*** Opening of Extracted data ***

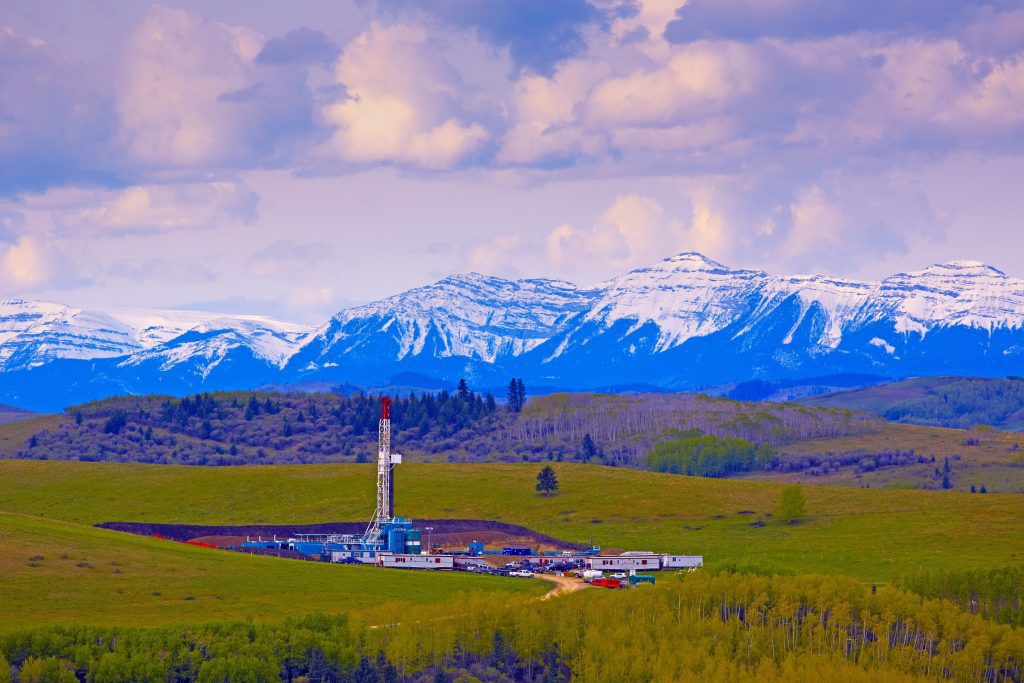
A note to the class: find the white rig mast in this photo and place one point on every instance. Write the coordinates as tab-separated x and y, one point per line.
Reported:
385	470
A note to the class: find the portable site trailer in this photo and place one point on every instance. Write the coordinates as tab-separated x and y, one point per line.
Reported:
626	562
682	561
403	561
364	556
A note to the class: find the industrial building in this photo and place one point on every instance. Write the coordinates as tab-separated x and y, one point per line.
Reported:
392	541
385	534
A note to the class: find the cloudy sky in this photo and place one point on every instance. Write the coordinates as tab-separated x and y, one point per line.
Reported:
292	158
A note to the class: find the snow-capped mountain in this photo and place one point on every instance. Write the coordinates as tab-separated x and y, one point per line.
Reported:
462	319
684	323
36	333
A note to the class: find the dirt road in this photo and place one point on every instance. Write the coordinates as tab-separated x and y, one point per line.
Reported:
563	585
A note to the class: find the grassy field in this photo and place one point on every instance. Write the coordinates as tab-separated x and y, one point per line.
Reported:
994	458
58	572
866	532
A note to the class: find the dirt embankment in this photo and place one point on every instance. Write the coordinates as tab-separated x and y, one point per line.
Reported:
448	532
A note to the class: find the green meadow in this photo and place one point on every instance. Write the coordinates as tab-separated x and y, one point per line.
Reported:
56	572
865	532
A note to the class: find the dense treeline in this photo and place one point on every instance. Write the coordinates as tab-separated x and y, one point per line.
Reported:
694	454
709	627
235	428
964	402
996	594
625	428
245	428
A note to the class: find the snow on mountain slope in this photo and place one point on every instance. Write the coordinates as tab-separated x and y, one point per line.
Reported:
961	293
685	296
472	315
158	333
34	333
681	323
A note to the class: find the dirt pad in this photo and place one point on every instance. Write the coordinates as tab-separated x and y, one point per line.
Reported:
451	534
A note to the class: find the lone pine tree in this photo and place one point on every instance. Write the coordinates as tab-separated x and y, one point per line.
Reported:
792	504
547	482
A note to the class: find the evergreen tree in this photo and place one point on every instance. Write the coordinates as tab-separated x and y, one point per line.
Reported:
513	396
588	447
364	673
547	481
792	504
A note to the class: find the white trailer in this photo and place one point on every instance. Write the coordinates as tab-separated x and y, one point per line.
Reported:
626	562
682	561
364	556
402	561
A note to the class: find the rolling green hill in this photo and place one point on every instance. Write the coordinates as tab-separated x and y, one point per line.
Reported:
60	572
871	534
940	401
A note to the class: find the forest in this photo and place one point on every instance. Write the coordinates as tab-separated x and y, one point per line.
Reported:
238	428
694	454
713	626
939	401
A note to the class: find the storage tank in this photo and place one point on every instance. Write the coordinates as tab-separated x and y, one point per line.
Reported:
396	541
414	544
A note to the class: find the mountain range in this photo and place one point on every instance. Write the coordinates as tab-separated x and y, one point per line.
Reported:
684	323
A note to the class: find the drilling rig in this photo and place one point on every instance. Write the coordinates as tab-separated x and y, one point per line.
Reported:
384	514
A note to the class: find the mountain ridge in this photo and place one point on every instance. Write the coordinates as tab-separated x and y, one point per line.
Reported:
682	323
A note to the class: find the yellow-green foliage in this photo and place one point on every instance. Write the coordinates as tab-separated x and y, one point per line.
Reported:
705	626
871	534
727	628
792	504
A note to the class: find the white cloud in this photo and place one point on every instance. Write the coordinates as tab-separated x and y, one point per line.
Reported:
143	209
305	298
194	96
165	269
32	262
287	258
406	104
634	230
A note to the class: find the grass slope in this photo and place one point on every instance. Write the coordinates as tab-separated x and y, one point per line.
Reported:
941	401
979	457
870	534
58	572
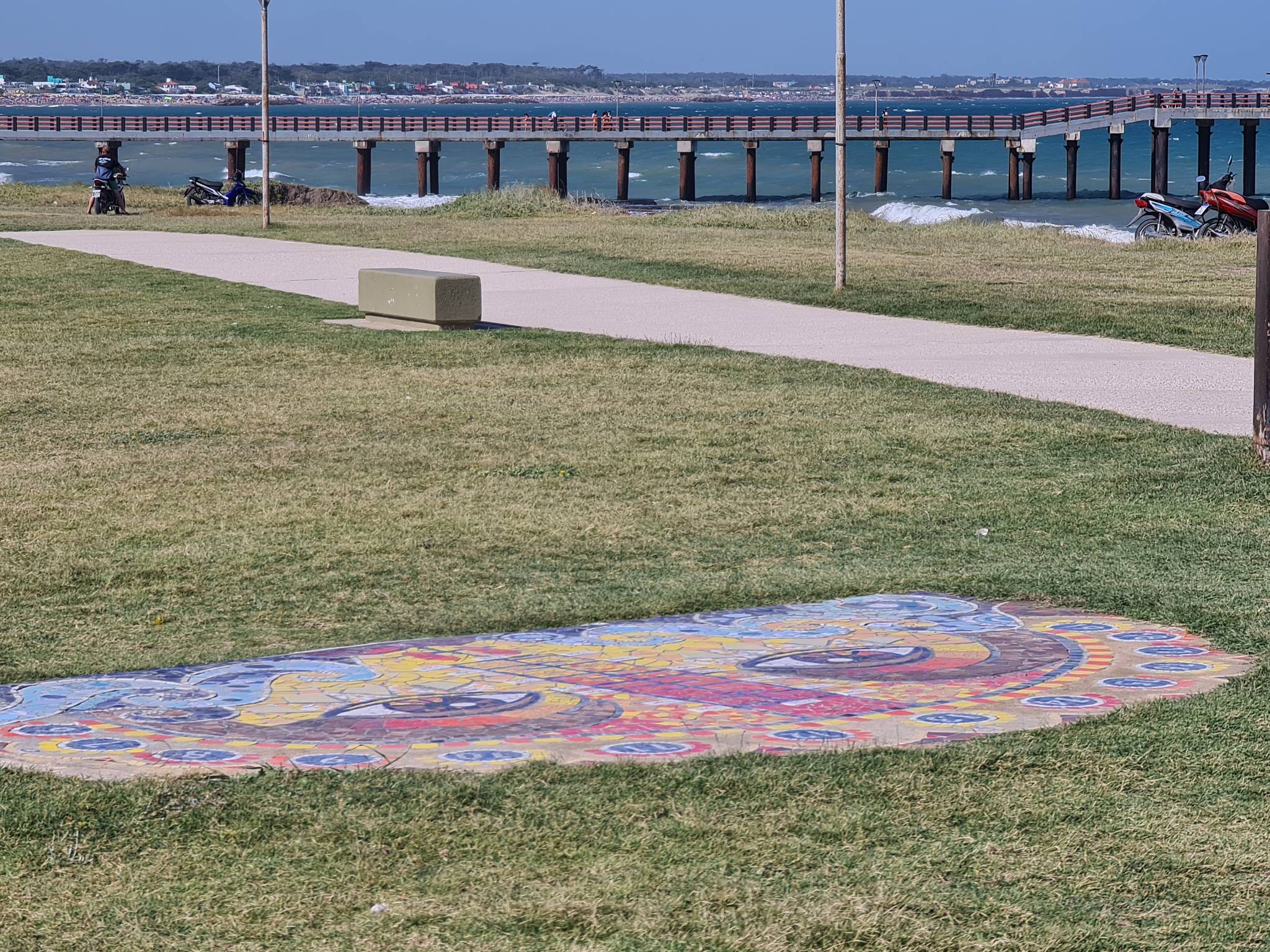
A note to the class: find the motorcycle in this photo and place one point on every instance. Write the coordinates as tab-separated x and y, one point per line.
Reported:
103	197
1235	214
1169	216
201	192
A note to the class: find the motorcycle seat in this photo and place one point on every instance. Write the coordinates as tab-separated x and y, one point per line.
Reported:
1183	203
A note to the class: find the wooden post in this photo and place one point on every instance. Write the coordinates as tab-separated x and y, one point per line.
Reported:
1073	145
687	150
1250	155
946	151
1204	128
1028	152
624	169
363	165
752	172
1160	156
815	151
420	157
435	168
1261	346
1013	182
558	167
493	164
882	164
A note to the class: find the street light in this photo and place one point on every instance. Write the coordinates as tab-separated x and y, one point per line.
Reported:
265	108
840	154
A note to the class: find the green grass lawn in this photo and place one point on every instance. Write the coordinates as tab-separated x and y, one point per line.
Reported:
195	471
1194	295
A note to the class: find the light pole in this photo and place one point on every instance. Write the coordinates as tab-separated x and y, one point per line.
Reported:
265	108
840	155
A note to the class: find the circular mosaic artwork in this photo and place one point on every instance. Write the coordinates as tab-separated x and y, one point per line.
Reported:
856	672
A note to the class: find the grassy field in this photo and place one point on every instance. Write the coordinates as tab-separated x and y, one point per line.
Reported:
1196	295
197	471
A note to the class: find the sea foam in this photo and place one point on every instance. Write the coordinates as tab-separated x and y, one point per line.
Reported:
912	214
408	201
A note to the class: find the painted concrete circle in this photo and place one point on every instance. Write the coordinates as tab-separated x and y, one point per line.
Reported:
890	671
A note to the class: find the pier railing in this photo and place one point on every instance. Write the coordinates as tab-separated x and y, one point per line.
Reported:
814	126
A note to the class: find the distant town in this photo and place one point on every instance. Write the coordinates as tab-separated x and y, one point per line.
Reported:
50	82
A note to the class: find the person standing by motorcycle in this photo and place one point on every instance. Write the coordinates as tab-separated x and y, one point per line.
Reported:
239	190
112	173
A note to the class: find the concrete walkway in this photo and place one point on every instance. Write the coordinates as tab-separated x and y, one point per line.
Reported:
1169	385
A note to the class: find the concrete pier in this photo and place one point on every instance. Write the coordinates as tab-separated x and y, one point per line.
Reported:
815	152
558	167
493	164
1116	148
751	172
363	146
1028	154
687	150
1204	135
882	164
1250	155
624	169
1073	146
948	148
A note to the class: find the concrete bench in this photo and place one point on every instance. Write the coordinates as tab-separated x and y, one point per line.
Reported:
430	299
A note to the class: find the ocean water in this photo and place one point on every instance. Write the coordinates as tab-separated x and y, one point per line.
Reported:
784	173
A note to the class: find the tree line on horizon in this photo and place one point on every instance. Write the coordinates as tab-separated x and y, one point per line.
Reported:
149	74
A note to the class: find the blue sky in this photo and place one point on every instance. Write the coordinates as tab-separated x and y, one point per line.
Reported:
1080	37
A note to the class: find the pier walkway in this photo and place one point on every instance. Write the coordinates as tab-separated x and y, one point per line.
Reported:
1020	133
1209	392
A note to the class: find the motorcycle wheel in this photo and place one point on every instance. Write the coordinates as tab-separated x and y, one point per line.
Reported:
1215	229
1152	229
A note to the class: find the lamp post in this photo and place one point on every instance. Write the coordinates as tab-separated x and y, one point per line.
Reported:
265	110
840	154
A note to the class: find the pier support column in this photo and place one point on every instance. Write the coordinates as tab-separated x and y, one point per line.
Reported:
1013	179
1204	130
1160	130
1250	155
1116	146
558	167
687	150
111	146
1028	152
493	164
1073	146
882	164
235	157
363	148
946	151
751	172
624	169
815	152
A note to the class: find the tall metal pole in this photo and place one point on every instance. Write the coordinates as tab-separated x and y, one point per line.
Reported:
840	155
265	108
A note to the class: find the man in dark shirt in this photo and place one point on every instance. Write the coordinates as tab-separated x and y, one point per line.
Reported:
109	170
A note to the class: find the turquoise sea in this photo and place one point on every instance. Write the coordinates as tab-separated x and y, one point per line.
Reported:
980	177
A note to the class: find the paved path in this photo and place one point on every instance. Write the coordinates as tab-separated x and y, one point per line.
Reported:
1183	387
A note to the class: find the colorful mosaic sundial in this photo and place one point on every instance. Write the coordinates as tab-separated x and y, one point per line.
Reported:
858	672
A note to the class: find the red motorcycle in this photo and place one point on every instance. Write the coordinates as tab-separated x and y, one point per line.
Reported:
1235	214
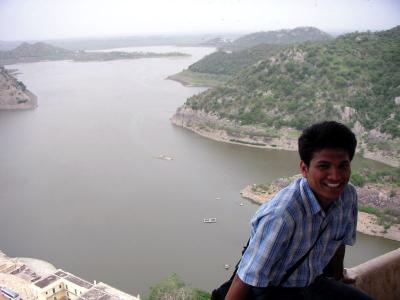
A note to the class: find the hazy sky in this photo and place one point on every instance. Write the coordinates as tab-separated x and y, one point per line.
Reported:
46	19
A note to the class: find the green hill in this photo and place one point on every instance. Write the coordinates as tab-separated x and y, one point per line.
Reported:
230	63
42	51
354	78
245	51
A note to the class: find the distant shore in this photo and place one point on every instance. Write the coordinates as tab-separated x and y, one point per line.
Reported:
210	126
367	223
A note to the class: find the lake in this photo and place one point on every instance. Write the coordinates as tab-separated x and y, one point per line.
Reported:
82	188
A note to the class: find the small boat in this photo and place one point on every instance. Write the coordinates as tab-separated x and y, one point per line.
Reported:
165	157
210	220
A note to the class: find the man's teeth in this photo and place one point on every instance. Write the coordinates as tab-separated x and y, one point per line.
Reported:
333	185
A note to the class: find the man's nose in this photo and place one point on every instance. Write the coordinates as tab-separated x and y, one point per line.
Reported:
334	173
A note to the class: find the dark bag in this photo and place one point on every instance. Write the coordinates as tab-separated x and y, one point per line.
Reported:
256	293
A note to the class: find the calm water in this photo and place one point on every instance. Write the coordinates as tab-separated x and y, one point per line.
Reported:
81	188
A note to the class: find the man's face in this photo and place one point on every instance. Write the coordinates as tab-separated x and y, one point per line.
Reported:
328	174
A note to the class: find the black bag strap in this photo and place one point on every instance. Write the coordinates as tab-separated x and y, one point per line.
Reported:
293	268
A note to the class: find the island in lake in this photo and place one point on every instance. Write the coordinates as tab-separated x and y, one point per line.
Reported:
40	51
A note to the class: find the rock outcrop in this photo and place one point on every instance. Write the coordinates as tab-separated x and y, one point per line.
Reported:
14	94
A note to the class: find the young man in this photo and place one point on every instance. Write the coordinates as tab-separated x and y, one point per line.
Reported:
320	208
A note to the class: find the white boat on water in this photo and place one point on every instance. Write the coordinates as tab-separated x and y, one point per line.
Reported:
210	220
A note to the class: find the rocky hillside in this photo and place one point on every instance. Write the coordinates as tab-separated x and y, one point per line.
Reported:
14	94
354	79
234	56
378	200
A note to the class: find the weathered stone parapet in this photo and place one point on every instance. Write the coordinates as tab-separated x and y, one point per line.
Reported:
379	277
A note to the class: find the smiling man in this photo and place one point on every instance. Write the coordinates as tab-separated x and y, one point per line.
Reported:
298	238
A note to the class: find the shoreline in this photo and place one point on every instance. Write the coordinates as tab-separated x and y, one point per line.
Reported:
199	121
367	223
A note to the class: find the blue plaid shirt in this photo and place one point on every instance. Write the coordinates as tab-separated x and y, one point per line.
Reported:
283	230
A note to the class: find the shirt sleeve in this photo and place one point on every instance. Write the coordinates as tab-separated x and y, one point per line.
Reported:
351	228
268	242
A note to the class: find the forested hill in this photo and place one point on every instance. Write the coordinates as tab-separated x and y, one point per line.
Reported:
283	36
225	63
254	47
354	78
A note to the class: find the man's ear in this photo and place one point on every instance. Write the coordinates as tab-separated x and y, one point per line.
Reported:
303	169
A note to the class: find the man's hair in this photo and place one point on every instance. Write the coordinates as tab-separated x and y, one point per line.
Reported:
326	135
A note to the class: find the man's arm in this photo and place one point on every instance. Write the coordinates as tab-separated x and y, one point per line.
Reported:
238	290
335	266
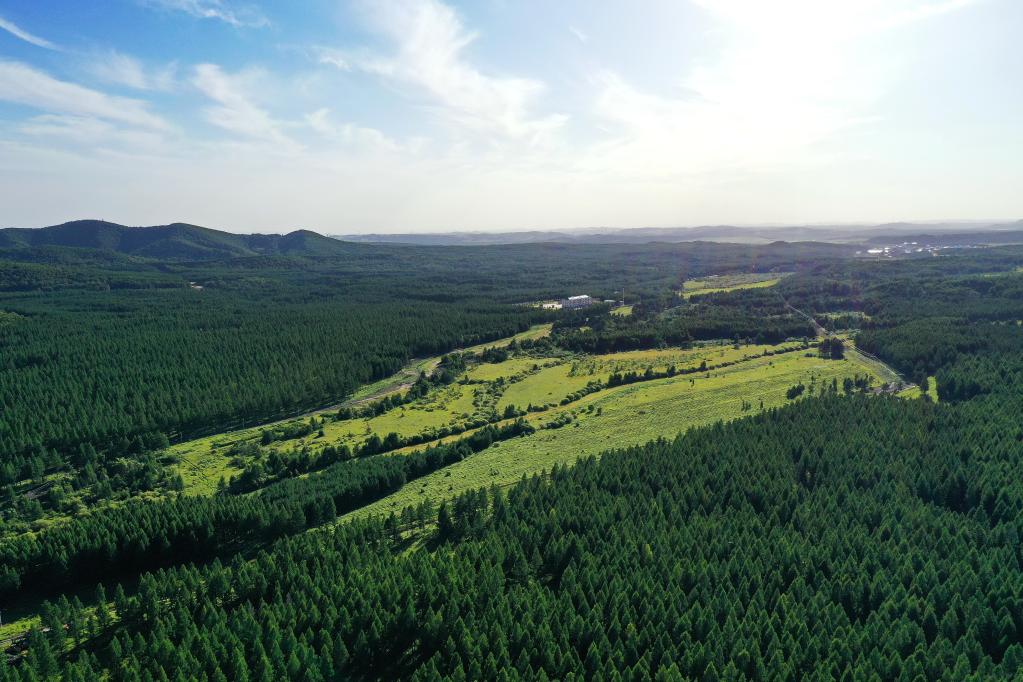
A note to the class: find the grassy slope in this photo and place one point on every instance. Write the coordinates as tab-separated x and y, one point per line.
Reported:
202	461
629	415
730	283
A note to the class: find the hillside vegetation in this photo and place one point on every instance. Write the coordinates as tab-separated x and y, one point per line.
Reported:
390	466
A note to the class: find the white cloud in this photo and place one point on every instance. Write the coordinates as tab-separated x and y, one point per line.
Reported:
332	57
789	76
351	134
24	85
13	30
236	15
431	40
235	111
120	69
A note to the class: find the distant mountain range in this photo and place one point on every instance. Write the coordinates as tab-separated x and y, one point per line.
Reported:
834	233
177	241
180	241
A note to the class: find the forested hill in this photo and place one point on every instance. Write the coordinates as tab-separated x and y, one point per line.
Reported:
177	241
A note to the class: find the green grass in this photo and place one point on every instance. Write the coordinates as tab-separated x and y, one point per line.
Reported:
203	461
489	371
629	415
730	283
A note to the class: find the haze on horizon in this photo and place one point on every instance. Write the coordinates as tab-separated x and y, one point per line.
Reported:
404	116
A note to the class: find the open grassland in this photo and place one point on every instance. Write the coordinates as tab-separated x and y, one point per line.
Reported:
730	283
520	381
629	415
491	371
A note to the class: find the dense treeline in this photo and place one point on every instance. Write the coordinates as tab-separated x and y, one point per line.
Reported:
179	362
143	535
753	315
846	537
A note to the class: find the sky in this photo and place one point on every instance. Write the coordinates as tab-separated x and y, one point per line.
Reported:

*** Close of Extracted data ***

Assignment. Going through the data, tally the lines containing "snow" and report only the result.

Answer box. 2